*TEXT EXTRACT*
[Start]
Reviewed by Jeffrey Marks

 

Often the atypical or standalone work of an author receives the lion's share of praise; this was the case with Craig Rice's Home Sweet Homicide, originally published in 1944. Missing from that story was her usual boozy blend of blondes and lawyer-sleuth John J. Malone. In its stead, Rice (the pseudonym of Georgiana Ann Randolph Craig) gave her millions of fans a cozy and domestic mystery. By far the breeziest and most lighthearted of the Rice canon, Home Sweet Homicide spent nearly 50 years out of print, but has recently been re-released. Reading it makes clear why Craig Rice (who died in 1957) remains one of the best writers of mystery fiction.

A semi-autobiographical work, Home Sweet Homicide presents a charming domestic portrait of America in the mid 1940s, complete with fudge cakes, two-dollar manicures and carbon-papered typing. The book features mystery writer Marian Carstairs, who supports herself by pumping out four books a year. She is a widow, raising her three children -- April, Dinah and Archie. When someone murders the Carstairses' nasty neighbor, Flora Sanford, the children decide to solve the murder and garner publicity for their mother's writing career.

While the novel resembles Craig's life -- and her children's -- on its surface, the similarity stops there. This tale's milieu is much sanitized from Craig's own messy family situation. The real-life Chicago author wed at least four times over her 49 years, but fictional Marian was married only once. Jerry Carstairs, the journalist father of Marian's three precocious children, bears a faint resemblance to Craig's own much older, second husband, Bertie Ferguson. We're told that Jerry traveled extensively and died just before the publication of Marian's first book, much as Bertie passed on in 1939 just prior to the release of 8 Faces at 3 -- the novel that first introduced Malone, "the little lawyer from Chicago." Ironically, Craig's husband at the time of Home Sweet Homicide's publication, author Larry Lipton, doesn't appear in this book; in fact, he seems antithetical to Lieutenant Bill Smith, Marian's romantic partner. (The physically abusive Lipton seethed over Craig's success.) And despite the presence of drink in Craig's life and in her Malone series, alcohol doesn't even earn a mention in Home Sweet Homicide.
[End]
*PROVIDED DATA*
[Start]
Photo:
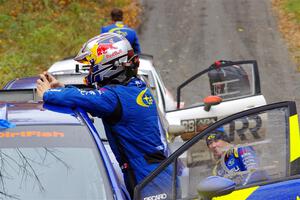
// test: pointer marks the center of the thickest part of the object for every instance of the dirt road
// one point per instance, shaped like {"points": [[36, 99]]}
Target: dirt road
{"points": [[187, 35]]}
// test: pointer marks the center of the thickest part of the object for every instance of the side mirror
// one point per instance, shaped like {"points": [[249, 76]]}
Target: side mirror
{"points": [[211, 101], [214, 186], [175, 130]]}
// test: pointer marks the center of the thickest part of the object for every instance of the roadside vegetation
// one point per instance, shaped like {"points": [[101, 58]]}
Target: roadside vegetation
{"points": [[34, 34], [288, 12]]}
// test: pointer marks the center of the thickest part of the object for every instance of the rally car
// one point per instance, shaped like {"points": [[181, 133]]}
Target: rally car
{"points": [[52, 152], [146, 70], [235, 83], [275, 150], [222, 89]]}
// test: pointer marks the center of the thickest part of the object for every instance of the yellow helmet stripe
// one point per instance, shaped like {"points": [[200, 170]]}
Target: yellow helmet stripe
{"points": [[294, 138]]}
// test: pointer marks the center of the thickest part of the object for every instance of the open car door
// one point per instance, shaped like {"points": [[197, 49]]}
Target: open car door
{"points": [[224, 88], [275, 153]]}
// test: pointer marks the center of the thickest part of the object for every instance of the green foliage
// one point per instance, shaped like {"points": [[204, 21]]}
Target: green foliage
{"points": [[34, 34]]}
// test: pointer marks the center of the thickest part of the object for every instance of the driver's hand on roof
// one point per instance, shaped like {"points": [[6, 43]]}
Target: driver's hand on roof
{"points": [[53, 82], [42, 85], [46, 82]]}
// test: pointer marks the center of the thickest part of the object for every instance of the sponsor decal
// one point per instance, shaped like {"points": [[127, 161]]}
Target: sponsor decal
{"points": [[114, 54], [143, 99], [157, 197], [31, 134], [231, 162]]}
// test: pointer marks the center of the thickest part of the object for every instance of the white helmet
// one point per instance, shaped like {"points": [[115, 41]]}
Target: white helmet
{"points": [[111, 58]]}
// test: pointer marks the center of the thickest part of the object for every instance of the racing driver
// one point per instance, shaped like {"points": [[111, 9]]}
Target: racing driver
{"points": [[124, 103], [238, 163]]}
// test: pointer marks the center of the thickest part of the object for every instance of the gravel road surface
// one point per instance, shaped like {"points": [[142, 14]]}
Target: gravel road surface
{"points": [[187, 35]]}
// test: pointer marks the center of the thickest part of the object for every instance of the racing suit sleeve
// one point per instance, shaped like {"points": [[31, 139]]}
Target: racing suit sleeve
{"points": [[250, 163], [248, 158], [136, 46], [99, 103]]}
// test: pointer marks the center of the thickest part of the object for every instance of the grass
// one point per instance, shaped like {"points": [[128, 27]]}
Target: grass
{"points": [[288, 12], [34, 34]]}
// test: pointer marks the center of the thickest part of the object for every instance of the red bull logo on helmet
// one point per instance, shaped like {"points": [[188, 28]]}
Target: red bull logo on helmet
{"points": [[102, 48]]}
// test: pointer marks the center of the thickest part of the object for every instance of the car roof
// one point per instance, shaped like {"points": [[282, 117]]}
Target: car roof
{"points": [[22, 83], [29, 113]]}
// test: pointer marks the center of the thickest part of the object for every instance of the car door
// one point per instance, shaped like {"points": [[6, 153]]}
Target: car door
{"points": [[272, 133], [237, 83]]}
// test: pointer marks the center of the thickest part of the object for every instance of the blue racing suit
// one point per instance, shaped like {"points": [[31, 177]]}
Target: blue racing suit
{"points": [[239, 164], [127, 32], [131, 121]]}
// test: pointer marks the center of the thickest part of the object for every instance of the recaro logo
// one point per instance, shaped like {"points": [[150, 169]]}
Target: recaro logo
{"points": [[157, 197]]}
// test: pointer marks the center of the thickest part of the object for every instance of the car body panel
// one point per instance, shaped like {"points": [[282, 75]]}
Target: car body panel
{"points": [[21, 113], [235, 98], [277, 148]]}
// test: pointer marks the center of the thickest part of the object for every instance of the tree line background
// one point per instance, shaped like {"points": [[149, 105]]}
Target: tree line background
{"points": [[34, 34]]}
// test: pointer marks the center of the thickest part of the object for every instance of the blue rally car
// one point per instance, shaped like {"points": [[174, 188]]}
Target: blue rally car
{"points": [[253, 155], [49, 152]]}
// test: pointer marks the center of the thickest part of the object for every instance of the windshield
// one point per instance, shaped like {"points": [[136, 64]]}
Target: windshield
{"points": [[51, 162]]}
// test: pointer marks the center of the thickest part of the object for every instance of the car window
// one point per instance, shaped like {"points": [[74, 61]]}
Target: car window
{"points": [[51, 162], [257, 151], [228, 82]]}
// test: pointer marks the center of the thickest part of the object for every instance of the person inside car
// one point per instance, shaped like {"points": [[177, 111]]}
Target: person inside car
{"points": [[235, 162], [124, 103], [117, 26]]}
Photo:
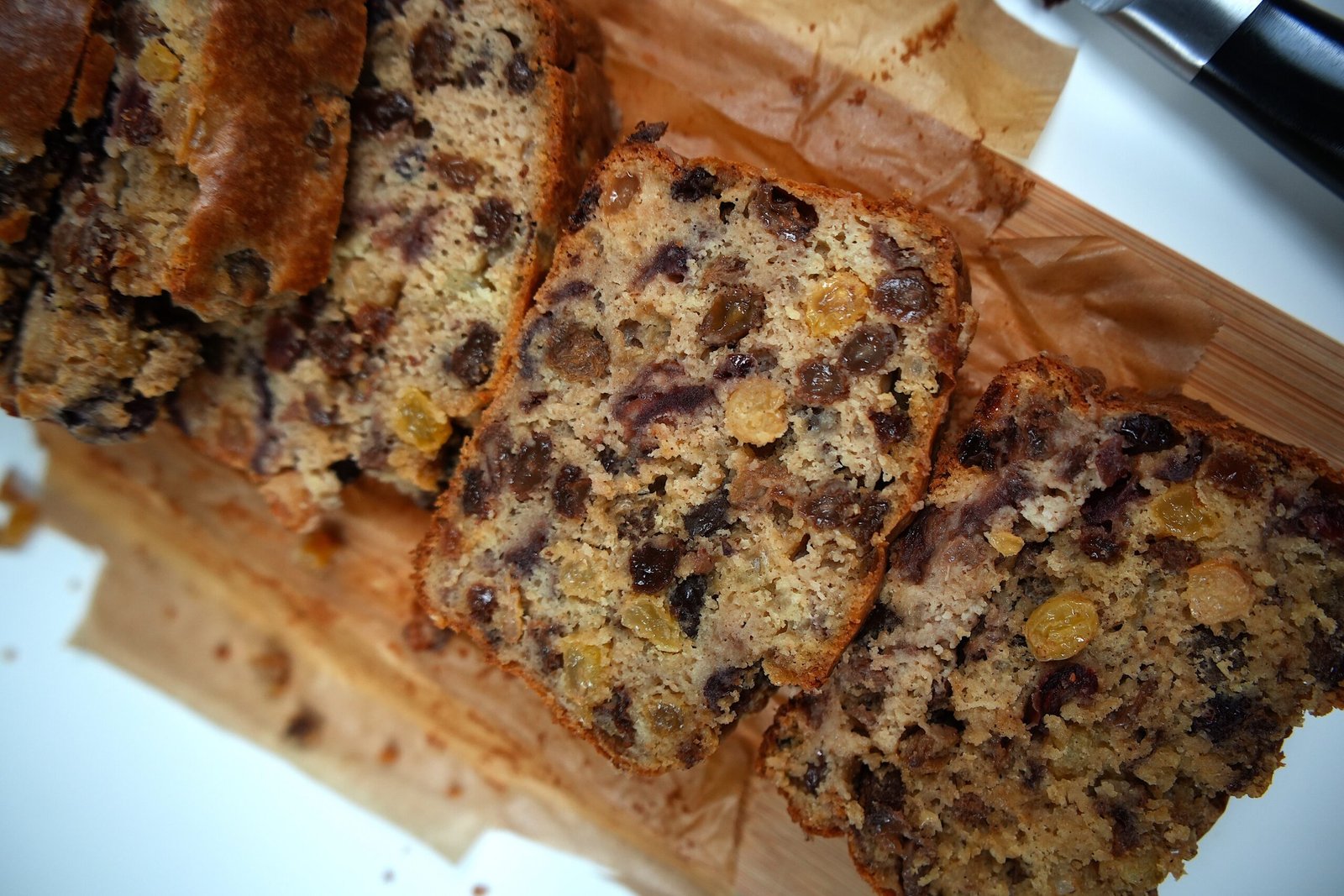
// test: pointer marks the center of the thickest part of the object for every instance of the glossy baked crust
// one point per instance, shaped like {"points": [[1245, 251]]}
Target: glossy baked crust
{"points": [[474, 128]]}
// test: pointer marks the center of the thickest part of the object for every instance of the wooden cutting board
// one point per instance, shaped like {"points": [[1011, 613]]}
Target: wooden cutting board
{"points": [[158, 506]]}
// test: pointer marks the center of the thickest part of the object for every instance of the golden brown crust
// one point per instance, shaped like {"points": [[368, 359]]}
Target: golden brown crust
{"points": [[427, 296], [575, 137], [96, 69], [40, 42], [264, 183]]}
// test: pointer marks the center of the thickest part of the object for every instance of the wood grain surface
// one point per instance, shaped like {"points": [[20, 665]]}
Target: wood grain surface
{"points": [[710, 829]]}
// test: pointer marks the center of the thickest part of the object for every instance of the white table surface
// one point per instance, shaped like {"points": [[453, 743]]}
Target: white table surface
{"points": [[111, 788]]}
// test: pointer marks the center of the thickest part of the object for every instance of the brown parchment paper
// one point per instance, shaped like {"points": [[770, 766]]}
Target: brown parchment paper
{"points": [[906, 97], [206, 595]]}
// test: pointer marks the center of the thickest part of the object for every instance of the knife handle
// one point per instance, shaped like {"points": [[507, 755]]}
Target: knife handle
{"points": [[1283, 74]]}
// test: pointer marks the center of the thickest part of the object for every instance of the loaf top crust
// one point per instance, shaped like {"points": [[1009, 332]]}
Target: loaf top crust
[End]
*EXERCISE SET*
**A)** In the review of Home Sweet Homicide, how many books a year does Marian Carstairs produce?
**B)** Take the review of Home Sweet Homicide further, picking up right after its final sentence.
The lines have no role in this exercise.

*PER-TASK ANSWERS*
**A)** Four.

**B)**
Like Marian, Craig had three children, two girls and a boy, but her own progeny came from different fathers. The children only lived with Craig for a few years of their lives, and by the time this book was originally published, they were all attending boarding schools. In fact, between Craig's writing and drinking, she found little time to manage the children and left the details of the household up to Larry Lipton, who ran their house like a prison camp. The children didn't enjoy the same carefree life as the Carstairs brood. When reviewing the book, Craig's children called it "a pleasant fiction."

Unlike Rice's usual broadly written characters, the players in Home Sweet Homicide were real to her and subsequently vivid to the reader. The fictional children are thinly veiled interpretations of her own brood. Marian's children are realistically portrayed as adolescents, a difficult task for any writer. They are shown as tight-knit through their use of a private code language. As this story develops, the trio question the neighbors about Flora Sanford's fate, check alibis, bewilder the police with their stories and finally uncover the killer. (In true, traditional mystery fashion, most of the neighbors had motives for Flora's murder.) These children even foil a wartime spy and reveal their mother's pre-marriage career as a crime reporter who covered a bizarre kidnapping story. In a bitter twist, young April Carstairs weeps as she unmasks the killer and tells her mother how she put the clues together, pinning the crime on the friendliest of suspects. "'Oh,' said April, 'oh, no!' She turned white. 'It must be true, but I didn't want it to turn out that way.'"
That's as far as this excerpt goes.